◆ Problem details ◆
Please rewrite the listing below, replacing each "outline" with "boundary" and leaving everything else unchanged.

◆ Data extract ◆

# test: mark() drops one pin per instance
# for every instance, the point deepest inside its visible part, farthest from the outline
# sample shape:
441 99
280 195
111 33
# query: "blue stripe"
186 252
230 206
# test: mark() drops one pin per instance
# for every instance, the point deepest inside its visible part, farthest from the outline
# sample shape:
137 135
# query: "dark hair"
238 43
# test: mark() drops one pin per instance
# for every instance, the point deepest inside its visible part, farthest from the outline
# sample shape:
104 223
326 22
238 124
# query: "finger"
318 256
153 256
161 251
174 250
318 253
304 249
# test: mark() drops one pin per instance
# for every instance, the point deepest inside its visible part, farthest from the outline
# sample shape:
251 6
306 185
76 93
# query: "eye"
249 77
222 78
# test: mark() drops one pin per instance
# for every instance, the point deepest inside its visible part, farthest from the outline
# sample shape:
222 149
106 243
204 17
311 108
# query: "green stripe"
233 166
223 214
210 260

◆ Result of the exercise ◆
# test: mark() drops one pin per instance
# for every instance, the point deepest inside its visible part, farthest from the boundary
# sample shape:
441 99
280 195
111 33
# query: "blue stripe"
186 252
230 206
# test: mark() drops one pin per instance
# for every instance, the point deepest inside its visible part, farthest from the boundary
# sample shape:
137 135
# query: "dark hair"
238 43
# test: mark() drops one pin per instance
# for every instance, the point deepest inside its visible part, farthest from the boundary
# sample shape:
104 223
326 22
238 124
# query: "finger"
318 256
153 256
161 251
174 250
318 253
304 249
# test: mark() drops one pin per instance
# for every instance, the point deepest inside its visible part, farthest from the boundary
# sample shape:
251 6
306 185
76 93
# query: "eye"
249 77
222 78
# test: mark() drops one pin per instance
# for every instance, the point deepest inside its visible part, farthest from the boundary
# sample shape:
222 149
106 243
204 17
311 108
# query: "green stripe"
233 166
223 214
210 260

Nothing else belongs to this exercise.